▸ STATED PROBLEM: Rewrite the records below, changing every "be located" to "be found" and leaving everything else the same.

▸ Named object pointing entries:
───

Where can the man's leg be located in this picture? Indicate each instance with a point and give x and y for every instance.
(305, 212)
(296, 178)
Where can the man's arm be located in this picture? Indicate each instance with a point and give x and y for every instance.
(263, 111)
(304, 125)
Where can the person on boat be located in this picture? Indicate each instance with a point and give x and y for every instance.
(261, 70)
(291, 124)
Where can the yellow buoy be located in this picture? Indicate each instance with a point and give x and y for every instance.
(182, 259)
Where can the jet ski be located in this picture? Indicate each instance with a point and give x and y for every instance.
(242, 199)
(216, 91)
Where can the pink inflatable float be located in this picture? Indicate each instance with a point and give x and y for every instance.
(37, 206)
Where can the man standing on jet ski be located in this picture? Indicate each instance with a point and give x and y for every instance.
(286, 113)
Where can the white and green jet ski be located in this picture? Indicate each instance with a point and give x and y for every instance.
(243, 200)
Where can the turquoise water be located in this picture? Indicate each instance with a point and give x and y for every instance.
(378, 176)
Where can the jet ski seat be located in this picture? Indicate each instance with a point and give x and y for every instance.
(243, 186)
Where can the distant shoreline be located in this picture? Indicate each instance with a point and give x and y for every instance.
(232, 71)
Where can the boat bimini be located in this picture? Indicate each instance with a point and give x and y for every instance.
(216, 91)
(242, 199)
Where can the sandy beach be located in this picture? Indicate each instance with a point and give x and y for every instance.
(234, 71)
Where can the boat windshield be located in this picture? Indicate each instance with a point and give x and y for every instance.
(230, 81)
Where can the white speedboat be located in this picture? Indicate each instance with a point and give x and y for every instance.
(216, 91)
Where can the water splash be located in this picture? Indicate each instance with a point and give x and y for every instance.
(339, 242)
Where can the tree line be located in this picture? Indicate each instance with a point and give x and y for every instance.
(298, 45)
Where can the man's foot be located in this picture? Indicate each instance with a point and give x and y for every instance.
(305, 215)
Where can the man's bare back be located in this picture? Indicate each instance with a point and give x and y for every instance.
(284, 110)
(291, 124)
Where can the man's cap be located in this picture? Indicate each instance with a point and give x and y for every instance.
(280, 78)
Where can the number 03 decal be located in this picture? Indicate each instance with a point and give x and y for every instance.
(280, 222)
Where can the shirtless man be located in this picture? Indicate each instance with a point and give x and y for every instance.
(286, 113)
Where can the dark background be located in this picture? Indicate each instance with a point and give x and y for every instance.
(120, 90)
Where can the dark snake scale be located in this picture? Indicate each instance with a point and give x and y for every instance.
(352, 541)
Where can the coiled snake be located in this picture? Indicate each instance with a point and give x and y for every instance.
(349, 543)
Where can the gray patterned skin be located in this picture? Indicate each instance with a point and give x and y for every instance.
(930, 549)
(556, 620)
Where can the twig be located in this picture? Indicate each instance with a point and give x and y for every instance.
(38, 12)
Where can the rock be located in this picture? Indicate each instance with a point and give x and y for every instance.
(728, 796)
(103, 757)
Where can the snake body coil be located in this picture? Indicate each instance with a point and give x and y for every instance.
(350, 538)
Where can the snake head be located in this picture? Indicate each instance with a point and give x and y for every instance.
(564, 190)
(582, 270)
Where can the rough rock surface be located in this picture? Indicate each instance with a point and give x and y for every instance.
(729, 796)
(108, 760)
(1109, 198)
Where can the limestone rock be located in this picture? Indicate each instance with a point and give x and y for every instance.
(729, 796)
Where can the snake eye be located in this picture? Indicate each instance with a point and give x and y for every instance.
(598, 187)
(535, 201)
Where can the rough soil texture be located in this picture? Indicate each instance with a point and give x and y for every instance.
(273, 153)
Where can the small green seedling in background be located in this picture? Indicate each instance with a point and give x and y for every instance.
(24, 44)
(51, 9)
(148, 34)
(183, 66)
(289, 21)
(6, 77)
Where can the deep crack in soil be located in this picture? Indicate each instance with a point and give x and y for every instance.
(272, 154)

───

▸ FINAL RESULT:
Where can the man's leg be found in this picture? Indicate each instance with a point and give x and y for every instance.
(305, 212)
(296, 178)
Where can the man's arm be found in this picture? Indicate each instance with a point and give x and y for every instance.
(263, 111)
(304, 125)
Where can the person on boat be found in this picture? Indicate each instance with a point and give x and y for every instance.
(261, 70)
(291, 124)
Where can the yellow buoy be found in this picture? Indicate each instance with a point and give x and y for every instance.
(182, 259)
Where can the jet ski be found in this picture? Indicate each instance with a point and give x and y for every instance.
(242, 199)
(216, 91)
Where can the pink inflatable float be found in this picture? Indicate each instance with a point and give x and y for every instance.
(37, 206)
Where can the man standing on jet ski be found in this picture? Indicate each instance with a point and give x and y for every instance.
(286, 113)
Where can the white and green jet ski be found in this picture? Indicate each instance with a point and give x and y for every instance.
(243, 200)
Where can the turquoise water be found in this picture? Indicate each instance with a point and give x and y for every instance.
(378, 176)
Where can the jet ski seat be found in this picture? Indicate each instance with a point and give x and y for every instance.
(243, 186)
Where can the distant shoreline be found in this picture? Indicate each instance with a point and give x and y for every instance.
(232, 71)
Where can the boat bimini be found in this picture? Indicate each instance with a point and give x and y for every instance.
(216, 91)
(242, 199)
Where can the sandy beach be found in this picture? Indicate each instance with a point and give x and y for every instance.
(234, 71)
Where can the boat windshield be found in this picture? Indicate each instance with a point and give x and y for every instance.
(230, 81)
Where can the white speedboat be found in this picture? Indicate each instance with a point and give x and y for every instance.
(216, 91)
Where can the water splash be found in this picture? Indicate each instance with a point and give x and y for every instance.
(339, 242)
Where can the tree line be found in this picture? Indicate each instance with a point and give x and y for every instance.
(298, 45)
Where can the man's foot be found in this picture? Indicate each instance with a point and give x and y for every instance.
(305, 215)
Where can the man's bare back be found in this picture? Indicate each instance with a point and give x and y for every instance.
(284, 110)
(291, 124)
Where can the man's cap be found in this picture? Indicate each instance with a point and give x and y for every instance.
(280, 78)
Where can the number 03 decal be found in this picture? Indicate each instance with a point and give x and y for every instance.
(280, 222)
Where can the shirtless man be found in this picture? Indicate each instance with a point and give x and y for every instance.
(286, 113)
Where can the dark background be found in this picture? Indicate each instance with a point and give x and y for every instance.
(120, 90)
Where can the dark snake scale be found in this picture? Indicate each instance with a point and give x and y for every instance.
(352, 541)
Where can the coiled snake be found in this picture? Indicate each instance with a point and give x and y for every instance.
(349, 543)
Where can the gray patterned skin be found in this picture? Indicate each instance with a point and give x and y for every instance.
(930, 549)
(556, 620)
Where can the twig be found in this picture? Indicate each instance with a point and give x and y for every instance.
(38, 12)
Where can the rock be found in this picture? Indicate each instance with a point and give x and y for every instance.
(728, 796)
(103, 757)
Where can the snake body coil be found in this picture? Indicate each instance with a point and give x and y for every instance.
(350, 538)
Where can the snake head be found in this picture? Indicate each instance with a point and give x and y for every instance.
(564, 190)
(582, 270)
Where can the rough rock surface be found in this picture? Indicate each instance with a point and give x and y for every instance.
(729, 796)
(108, 760)
(1109, 198)
Where can the limestone rock be found in this picture? Indicate each instance with a point and give x and y for every instance.
(729, 796)
Where can the snake eye be found in this picture? Indicate each instance with a point and give x and y for every instance.
(598, 187)
(535, 201)
Where can the rough soil texture be found in this picture? Indicate each instance with a point and give x and y for every instance.
(273, 153)
Where can the small green seedling in background be found in this picture? Indicate each instance with a point and give x and y for every instance.
(24, 44)
(51, 9)
(148, 34)
(183, 66)
(289, 21)
(6, 77)
Where can the deep crack in soil be found in this picture? Indicate each instance with a point and give x and y for every instance.
(272, 154)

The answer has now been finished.